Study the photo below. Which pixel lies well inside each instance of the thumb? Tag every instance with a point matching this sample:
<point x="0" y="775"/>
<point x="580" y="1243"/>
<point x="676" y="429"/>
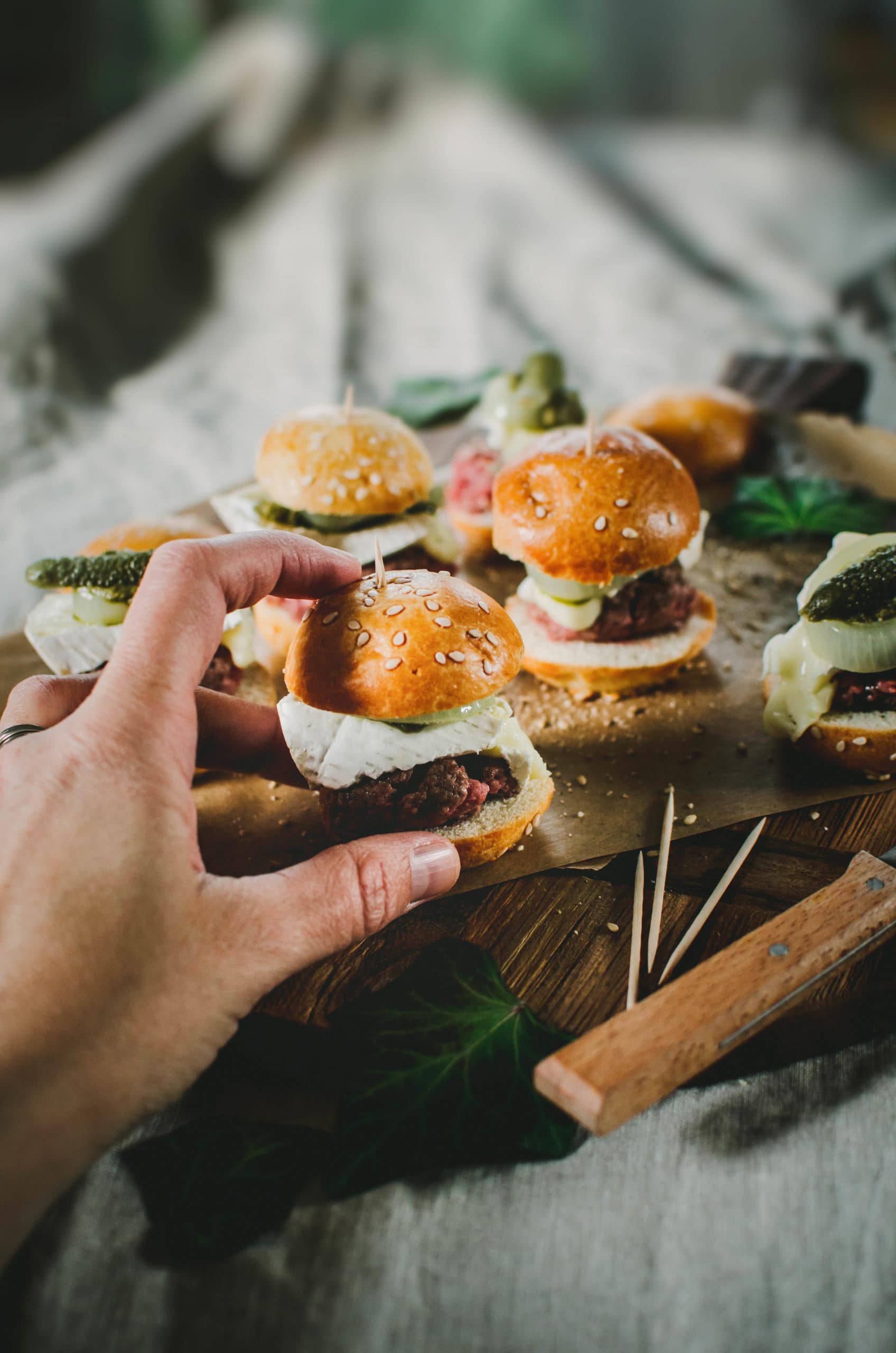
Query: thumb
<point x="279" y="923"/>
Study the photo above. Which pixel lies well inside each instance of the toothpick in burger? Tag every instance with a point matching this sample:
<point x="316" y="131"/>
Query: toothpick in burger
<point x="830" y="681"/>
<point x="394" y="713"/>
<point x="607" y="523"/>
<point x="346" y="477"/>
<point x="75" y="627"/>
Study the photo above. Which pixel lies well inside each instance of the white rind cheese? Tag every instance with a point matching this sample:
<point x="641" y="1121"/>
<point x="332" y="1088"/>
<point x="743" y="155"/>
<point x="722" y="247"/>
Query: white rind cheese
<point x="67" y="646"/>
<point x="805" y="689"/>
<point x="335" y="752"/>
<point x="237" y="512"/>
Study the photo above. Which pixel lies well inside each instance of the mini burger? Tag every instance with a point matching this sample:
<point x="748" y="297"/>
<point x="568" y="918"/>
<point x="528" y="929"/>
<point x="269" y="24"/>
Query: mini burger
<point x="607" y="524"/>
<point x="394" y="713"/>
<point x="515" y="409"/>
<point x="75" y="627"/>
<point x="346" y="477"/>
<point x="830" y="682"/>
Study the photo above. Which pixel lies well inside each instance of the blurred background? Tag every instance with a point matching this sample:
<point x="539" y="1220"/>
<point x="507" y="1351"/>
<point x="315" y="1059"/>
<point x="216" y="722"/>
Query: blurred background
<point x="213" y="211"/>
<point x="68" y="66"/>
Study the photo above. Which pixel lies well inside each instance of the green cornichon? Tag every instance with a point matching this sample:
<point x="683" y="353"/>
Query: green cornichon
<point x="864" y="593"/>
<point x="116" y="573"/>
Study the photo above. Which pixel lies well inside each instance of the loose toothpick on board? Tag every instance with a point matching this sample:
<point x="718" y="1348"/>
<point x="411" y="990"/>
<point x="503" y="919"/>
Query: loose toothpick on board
———
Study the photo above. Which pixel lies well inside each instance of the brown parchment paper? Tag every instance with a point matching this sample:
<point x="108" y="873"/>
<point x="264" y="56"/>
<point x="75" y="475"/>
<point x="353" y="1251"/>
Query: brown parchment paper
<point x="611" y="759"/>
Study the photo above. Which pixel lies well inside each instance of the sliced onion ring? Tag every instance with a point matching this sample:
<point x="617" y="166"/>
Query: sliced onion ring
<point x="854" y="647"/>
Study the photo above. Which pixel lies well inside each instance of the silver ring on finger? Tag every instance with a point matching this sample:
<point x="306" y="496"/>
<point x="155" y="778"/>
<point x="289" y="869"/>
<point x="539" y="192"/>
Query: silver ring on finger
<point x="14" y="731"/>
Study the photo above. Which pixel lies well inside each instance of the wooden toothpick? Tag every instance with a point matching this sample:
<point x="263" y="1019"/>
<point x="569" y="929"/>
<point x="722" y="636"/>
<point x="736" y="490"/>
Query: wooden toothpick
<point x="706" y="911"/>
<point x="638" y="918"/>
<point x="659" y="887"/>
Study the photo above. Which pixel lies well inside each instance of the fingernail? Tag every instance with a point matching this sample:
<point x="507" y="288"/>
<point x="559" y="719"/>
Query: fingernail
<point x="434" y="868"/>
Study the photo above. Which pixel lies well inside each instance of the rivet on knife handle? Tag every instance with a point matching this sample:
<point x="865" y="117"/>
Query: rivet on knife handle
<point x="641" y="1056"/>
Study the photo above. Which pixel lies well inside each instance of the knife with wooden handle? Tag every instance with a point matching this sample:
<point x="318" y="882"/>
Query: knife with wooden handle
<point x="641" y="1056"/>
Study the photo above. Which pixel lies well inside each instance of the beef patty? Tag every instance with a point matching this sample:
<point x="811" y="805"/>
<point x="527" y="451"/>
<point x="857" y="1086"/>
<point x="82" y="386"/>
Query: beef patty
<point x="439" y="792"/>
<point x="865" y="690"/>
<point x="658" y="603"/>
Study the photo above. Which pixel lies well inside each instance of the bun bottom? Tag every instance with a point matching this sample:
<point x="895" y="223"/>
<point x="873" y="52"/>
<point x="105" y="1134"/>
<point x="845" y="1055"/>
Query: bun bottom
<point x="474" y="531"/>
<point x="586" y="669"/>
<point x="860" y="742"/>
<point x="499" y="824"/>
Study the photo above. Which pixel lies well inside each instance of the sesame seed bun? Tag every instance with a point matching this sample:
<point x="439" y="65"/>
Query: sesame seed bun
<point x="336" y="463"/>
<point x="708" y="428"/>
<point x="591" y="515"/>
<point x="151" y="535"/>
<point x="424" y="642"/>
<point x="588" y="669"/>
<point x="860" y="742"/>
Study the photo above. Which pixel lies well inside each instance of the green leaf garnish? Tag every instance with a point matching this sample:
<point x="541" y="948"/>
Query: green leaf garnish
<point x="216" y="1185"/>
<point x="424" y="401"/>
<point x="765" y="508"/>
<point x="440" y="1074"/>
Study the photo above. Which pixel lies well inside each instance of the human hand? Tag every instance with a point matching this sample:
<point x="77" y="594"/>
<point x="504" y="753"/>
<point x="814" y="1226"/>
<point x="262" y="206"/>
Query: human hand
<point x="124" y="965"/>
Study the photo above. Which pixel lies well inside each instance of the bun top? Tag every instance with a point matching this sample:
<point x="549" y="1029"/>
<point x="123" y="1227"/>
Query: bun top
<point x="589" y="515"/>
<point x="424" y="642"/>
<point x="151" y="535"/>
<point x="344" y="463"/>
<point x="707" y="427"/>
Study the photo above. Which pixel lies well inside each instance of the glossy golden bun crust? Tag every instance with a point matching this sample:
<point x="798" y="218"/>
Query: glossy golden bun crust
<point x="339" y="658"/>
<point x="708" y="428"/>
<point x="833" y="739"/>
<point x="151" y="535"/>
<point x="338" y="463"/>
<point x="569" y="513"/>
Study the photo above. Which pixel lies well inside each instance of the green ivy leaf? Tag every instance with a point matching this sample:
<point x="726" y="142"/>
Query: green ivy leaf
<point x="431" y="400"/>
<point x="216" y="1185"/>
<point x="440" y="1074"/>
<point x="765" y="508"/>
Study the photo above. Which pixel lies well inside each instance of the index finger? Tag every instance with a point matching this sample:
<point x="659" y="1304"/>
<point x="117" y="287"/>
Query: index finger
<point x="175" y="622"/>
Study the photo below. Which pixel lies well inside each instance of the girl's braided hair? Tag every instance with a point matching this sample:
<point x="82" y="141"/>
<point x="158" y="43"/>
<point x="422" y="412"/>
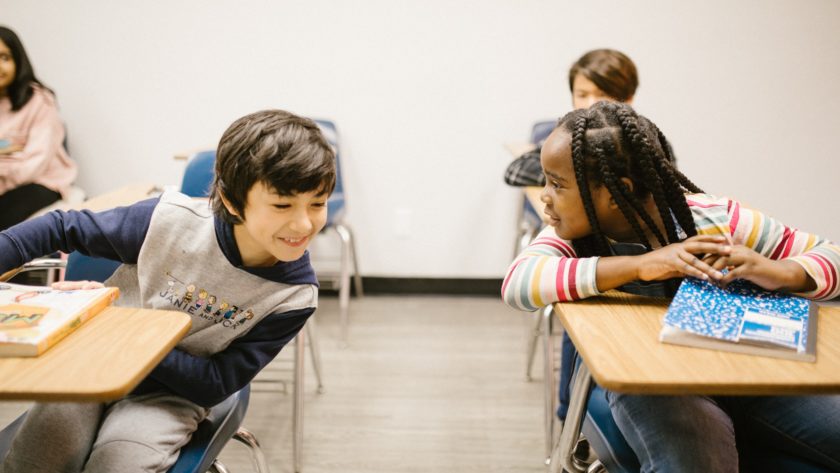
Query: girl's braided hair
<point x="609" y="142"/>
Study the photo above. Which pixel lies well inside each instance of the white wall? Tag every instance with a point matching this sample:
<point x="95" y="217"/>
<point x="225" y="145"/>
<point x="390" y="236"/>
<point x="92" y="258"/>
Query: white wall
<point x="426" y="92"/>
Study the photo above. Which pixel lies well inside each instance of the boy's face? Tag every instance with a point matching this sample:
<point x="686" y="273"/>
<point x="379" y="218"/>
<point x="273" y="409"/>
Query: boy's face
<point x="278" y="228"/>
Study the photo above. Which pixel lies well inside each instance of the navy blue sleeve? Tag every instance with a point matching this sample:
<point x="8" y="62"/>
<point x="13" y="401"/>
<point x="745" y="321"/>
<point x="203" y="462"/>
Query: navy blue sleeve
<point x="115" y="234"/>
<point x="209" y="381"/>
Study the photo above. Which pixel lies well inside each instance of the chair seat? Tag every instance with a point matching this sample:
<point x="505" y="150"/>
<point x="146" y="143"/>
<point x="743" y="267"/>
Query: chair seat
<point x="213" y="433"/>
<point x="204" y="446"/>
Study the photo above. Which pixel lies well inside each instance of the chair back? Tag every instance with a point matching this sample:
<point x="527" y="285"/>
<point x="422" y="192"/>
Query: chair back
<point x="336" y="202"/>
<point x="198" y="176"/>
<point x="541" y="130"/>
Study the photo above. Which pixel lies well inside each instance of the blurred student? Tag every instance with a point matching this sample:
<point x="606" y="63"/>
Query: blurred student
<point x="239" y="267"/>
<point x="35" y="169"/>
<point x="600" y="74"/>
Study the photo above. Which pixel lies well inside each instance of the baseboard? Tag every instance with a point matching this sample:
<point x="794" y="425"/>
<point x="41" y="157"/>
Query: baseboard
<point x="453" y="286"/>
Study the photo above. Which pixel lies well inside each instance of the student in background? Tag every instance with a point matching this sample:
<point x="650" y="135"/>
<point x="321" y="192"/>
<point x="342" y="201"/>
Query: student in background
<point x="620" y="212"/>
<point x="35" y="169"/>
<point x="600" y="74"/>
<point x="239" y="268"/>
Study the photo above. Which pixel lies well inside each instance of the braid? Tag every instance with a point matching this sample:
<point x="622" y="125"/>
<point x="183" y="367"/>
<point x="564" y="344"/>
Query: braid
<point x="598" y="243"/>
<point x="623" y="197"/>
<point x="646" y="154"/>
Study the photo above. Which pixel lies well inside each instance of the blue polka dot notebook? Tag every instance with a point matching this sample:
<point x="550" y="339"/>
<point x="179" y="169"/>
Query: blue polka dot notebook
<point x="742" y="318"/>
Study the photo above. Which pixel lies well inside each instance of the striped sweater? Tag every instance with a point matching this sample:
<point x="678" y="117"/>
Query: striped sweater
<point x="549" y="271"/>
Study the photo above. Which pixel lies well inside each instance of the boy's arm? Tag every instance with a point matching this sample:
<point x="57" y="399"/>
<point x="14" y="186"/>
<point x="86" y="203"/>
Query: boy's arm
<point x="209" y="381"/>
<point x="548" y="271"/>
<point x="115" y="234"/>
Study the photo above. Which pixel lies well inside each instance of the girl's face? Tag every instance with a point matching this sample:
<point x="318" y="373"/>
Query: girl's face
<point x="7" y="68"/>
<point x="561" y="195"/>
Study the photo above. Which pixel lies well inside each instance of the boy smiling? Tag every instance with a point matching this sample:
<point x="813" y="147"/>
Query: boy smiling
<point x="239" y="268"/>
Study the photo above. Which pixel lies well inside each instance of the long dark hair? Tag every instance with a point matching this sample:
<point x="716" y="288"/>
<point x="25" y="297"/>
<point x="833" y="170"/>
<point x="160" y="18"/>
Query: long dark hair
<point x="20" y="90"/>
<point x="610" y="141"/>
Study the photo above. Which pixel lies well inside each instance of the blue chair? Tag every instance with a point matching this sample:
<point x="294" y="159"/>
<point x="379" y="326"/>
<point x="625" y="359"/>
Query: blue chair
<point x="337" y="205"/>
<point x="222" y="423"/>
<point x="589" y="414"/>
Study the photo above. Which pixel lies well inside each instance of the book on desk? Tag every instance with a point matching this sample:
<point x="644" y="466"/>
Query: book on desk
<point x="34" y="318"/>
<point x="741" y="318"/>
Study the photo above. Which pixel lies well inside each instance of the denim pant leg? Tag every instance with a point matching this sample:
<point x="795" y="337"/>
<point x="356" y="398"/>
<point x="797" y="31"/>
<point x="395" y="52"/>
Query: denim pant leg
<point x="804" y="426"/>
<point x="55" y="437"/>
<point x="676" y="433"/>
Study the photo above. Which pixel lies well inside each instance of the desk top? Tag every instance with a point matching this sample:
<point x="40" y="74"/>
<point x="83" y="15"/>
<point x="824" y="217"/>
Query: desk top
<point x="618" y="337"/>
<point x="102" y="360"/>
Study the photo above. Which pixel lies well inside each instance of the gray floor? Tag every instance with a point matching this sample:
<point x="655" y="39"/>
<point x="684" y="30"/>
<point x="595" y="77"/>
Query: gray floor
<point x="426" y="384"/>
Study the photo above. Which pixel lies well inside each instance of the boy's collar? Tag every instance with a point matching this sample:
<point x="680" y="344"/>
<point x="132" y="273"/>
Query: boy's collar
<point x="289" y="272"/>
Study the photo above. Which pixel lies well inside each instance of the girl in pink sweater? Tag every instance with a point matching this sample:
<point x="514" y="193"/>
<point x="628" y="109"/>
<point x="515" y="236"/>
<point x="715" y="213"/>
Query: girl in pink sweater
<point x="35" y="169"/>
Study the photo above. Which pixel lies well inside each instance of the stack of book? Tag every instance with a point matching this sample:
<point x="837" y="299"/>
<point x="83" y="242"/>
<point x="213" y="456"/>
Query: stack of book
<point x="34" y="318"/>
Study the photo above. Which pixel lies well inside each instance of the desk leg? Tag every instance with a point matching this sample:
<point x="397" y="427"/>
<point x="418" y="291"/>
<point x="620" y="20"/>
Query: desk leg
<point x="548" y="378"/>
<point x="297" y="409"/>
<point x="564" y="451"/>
———
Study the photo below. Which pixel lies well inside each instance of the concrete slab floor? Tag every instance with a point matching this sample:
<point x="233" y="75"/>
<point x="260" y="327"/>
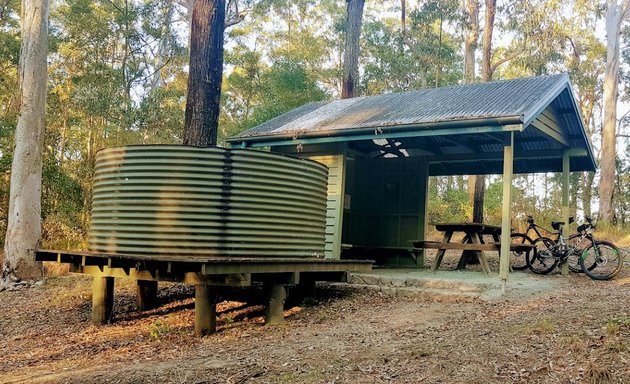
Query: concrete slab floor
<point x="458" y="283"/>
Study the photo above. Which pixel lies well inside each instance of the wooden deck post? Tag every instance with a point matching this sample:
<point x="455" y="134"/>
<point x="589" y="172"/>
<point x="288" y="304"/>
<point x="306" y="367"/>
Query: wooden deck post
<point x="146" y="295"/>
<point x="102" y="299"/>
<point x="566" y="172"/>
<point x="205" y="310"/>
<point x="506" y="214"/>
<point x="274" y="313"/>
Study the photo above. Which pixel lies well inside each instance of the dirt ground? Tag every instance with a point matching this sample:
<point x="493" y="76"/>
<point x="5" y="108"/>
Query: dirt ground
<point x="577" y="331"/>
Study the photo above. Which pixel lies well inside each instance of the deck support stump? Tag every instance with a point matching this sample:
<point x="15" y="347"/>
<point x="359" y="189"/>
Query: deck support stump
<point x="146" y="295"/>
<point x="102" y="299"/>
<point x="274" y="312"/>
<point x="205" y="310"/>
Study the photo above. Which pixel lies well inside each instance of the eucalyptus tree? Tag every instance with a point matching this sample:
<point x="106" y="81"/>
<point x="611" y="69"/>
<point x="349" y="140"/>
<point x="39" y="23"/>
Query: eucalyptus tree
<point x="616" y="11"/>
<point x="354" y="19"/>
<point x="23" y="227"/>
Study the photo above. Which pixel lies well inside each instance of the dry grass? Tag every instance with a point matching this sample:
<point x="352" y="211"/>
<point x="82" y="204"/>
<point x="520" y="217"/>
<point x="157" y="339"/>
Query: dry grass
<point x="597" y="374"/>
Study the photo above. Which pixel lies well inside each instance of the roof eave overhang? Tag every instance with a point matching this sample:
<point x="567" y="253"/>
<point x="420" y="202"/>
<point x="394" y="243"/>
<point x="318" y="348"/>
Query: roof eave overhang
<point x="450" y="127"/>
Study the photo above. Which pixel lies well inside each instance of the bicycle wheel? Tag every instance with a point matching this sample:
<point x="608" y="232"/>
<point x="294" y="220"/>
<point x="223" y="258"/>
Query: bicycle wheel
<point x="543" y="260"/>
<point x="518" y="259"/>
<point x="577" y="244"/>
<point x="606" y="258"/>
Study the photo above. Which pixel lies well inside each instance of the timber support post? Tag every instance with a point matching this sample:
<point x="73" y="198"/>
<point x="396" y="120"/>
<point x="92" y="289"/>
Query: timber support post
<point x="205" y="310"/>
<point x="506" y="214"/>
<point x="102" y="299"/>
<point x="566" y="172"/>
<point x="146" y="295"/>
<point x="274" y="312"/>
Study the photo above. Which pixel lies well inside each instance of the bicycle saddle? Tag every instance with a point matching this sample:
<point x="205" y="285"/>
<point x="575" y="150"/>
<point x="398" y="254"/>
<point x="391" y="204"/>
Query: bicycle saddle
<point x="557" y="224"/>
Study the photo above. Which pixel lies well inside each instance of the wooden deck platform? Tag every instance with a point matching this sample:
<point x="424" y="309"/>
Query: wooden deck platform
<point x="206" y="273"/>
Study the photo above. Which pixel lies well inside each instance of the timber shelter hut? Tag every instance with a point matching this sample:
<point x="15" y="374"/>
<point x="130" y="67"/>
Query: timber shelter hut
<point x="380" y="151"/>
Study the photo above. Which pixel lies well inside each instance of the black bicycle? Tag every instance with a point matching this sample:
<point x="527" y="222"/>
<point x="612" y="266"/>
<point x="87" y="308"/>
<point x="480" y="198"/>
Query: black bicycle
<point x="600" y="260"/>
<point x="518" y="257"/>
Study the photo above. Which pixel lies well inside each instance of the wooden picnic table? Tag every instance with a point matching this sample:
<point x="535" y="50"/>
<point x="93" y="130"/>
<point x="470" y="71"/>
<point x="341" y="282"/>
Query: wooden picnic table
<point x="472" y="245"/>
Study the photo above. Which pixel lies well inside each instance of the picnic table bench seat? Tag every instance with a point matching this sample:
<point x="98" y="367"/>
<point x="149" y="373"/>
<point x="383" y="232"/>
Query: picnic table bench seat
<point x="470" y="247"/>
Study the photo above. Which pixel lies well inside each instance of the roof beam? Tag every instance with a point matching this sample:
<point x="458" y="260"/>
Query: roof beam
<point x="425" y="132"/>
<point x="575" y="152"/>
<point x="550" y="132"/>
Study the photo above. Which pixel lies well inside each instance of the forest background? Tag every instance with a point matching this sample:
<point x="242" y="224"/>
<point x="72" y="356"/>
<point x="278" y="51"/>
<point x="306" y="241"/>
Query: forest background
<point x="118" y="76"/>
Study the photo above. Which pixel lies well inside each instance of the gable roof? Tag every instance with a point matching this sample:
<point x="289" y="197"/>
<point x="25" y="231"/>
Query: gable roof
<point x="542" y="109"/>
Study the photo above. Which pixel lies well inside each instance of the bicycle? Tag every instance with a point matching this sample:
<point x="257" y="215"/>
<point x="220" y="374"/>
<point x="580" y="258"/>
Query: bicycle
———
Stated task :: Report every line of the records above that contains the string "glossy", copying each line in full; case counts.

Exercise output ::
Study the photo above. Which pixel lies well inside each instance of the glossy golden bun crust? Tag every instance with a point matching this sample:
Query: glossy golden bun crust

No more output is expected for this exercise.